#### Problem requirements:
Can you continue the article below about bringing employees back to the office and hybrid work, picking up right after its last sentence?

#### Page excerpt:
BEGIN

Microsoft made news in announcing plans to reopen its offices and enter the hybrid-work era. Goldman Sachs is bringing employees back to its offices in June. Google says that in the post-pandemic world, it expects most of its staff to spend about three days per week in the office.
Whether, when and how to bring which associates back into the office – and the implications of having a hybrid workforce – raise a whole lot of questions. We’re having a conversation about all of that right now. The leadership team at your organization is probably talking about it, too.
Here are some things to consider as you decide what’s right for your people and your business.
Examine Your Longer-Term Strategic Objectives And Financial Goals
Some business leaders are taking a hard line on returning to the office. They believe that when the company makes the request, coming back to the office is just part of the job. Other people think it’s fine for associates to continue working from homes if that’s what they prefer to do.

END

#### Recorded data:

BEGIN

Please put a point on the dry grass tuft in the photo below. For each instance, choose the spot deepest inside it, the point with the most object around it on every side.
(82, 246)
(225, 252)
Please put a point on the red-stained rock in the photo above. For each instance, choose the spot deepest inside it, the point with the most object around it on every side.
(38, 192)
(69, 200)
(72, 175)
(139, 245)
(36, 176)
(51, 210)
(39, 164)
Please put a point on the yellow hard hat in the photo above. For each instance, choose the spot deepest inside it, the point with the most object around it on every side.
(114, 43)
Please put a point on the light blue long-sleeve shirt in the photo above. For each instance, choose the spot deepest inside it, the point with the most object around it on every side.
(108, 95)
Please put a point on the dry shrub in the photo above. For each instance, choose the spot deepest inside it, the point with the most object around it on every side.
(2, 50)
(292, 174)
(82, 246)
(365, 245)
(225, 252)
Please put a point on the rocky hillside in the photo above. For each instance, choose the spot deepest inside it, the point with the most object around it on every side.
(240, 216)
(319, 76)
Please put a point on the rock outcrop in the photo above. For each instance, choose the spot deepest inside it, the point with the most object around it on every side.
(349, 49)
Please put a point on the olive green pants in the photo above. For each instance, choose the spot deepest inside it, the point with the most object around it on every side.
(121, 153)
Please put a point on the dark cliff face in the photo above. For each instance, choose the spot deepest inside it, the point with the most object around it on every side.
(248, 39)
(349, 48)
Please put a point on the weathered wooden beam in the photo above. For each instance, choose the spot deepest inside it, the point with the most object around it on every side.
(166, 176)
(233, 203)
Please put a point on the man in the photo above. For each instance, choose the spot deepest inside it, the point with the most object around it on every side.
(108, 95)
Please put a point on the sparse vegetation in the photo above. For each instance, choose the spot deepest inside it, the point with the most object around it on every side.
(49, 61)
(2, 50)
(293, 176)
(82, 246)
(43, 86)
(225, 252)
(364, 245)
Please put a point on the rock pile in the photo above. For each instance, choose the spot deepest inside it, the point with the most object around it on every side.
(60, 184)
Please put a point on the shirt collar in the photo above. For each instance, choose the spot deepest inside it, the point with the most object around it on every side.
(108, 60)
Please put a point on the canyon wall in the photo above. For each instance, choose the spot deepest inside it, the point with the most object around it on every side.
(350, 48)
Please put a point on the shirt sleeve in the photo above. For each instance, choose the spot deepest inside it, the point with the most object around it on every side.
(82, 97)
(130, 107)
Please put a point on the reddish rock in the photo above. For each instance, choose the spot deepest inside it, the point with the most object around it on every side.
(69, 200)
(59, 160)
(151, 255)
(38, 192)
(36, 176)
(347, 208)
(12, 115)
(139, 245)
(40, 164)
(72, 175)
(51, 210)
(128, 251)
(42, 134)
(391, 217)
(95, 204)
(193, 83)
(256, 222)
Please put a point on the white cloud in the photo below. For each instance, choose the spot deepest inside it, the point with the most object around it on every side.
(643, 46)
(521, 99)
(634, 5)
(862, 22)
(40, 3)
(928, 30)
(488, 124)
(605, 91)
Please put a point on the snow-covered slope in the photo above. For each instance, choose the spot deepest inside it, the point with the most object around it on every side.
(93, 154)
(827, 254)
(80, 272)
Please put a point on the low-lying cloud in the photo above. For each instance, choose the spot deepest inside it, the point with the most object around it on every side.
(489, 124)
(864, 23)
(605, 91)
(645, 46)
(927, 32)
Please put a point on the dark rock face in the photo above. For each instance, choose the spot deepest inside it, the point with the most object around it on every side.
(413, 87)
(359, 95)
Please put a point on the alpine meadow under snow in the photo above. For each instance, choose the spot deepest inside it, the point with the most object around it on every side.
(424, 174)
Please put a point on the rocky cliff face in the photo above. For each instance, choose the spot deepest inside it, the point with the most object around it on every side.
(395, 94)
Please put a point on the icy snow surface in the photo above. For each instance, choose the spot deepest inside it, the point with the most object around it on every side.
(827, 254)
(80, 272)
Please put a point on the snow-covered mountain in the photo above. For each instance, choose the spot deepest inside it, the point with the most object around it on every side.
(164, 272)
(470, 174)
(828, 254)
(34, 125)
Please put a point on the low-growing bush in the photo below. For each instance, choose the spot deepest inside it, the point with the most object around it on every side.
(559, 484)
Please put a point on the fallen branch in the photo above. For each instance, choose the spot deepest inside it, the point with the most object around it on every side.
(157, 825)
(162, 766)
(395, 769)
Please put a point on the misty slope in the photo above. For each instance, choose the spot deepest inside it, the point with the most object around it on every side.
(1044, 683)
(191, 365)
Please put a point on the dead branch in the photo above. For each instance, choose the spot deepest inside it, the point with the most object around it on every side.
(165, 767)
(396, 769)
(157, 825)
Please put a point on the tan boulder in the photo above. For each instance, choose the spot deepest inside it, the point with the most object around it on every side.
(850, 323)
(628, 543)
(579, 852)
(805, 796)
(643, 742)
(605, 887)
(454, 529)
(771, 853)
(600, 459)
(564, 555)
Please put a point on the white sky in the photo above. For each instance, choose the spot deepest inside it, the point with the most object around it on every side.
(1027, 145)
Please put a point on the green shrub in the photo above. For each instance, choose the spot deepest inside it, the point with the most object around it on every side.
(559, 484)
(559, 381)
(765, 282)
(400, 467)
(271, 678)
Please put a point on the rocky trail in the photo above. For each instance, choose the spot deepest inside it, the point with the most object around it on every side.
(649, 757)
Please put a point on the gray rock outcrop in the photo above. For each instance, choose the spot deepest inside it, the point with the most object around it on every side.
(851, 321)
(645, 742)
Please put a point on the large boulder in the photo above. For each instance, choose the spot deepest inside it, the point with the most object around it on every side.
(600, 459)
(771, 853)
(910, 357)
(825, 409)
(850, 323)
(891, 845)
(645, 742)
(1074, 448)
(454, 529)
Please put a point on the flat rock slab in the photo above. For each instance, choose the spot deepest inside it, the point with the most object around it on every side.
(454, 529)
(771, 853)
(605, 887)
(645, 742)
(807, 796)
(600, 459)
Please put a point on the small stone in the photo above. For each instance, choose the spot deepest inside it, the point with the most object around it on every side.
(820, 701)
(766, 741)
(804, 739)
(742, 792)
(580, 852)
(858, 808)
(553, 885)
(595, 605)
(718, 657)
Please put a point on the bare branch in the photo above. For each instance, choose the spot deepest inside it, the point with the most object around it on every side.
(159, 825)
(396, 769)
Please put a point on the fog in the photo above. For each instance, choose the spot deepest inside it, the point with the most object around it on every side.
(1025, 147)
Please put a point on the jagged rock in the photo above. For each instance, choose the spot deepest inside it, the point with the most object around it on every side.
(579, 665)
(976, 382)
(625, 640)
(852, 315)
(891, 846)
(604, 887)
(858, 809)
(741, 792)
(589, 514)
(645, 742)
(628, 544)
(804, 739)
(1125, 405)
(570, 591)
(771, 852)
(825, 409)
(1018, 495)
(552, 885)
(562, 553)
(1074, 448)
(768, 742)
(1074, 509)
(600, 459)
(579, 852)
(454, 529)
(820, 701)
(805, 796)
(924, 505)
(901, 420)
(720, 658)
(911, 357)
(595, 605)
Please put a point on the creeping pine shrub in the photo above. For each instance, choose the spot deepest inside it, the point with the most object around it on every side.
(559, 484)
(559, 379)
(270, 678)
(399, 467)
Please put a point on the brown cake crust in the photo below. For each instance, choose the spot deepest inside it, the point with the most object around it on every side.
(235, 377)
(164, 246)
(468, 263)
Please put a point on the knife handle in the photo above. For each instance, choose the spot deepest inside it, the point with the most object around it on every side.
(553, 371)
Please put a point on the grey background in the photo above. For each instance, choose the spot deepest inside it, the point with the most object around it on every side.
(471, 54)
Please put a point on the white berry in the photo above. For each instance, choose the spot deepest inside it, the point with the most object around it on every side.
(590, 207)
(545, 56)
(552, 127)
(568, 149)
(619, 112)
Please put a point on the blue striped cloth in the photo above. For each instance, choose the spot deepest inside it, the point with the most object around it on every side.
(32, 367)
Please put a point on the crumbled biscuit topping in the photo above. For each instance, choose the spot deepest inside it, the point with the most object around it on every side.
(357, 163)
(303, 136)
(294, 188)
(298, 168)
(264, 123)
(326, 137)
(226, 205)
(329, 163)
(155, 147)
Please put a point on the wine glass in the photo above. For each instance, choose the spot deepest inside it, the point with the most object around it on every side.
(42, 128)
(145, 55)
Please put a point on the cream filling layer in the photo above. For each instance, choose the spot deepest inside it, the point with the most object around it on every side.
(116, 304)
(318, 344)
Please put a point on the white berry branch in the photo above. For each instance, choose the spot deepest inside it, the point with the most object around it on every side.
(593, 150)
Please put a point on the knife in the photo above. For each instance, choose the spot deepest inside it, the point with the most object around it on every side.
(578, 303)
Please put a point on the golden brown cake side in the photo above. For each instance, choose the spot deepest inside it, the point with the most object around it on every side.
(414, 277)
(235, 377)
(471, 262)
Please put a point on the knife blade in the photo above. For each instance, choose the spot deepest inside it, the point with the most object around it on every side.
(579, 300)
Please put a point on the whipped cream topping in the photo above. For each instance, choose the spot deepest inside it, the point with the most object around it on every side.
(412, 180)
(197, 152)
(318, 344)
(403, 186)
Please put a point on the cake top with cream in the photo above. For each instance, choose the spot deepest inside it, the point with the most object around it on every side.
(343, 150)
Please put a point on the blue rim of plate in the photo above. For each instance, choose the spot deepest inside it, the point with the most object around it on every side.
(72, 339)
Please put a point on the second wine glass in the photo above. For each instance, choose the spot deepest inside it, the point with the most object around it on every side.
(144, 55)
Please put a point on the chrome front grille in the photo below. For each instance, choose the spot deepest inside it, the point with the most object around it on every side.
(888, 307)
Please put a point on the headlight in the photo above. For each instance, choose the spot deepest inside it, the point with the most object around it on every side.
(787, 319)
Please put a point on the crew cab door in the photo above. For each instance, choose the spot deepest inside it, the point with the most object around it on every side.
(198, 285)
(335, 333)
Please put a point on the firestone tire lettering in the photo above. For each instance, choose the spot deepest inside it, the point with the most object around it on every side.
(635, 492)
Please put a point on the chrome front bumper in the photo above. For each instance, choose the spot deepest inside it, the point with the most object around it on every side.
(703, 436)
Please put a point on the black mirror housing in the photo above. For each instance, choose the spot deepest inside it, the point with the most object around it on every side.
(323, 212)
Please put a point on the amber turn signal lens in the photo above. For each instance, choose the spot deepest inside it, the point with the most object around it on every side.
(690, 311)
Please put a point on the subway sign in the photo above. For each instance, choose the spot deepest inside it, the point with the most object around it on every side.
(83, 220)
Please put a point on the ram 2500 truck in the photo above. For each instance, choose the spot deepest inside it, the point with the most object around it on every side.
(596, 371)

END

#### Your response:
How will you as a company leader handle it? Do you force it? Should associates be able to decide whether and when they return? How do you address worker well-being? Will people feel safe? The bigger debate is why people have to go back to the office at all, other than the fact that businesses have office space and leaders want to see it filled so they feel good as the management.
What is your corporate stance? In making that decision, consider how you’ll manage the new environment and how it fits with your longer-term strategic objectives and your financial plan. There are some things that are just easier to do in person. But you also should analyze whether it’s really necessary to have people in the office for specific functions. Would those functions, processes or teams operate at less than their peak if people were not in the office? And if they were operating below peak, would it derail you from reaching your company objectives? If the answer is that it doesn’t derail you, then maybe they’re in the remote category.
This may seem counterintuitive. But when you evaluate what you need to achieve your goals, be sure to figure employee experience into the equation. If you don’t address the employee experience, you may not have the team you need to realize your key objectives. As McKinsey notes, “Companies know that a better employee experience means a better bottom line.”
Assess The Tools, Technologies, Policies And Protocols You’ll Need
In this new work world, you need to analyze and act to design the optimal workspace.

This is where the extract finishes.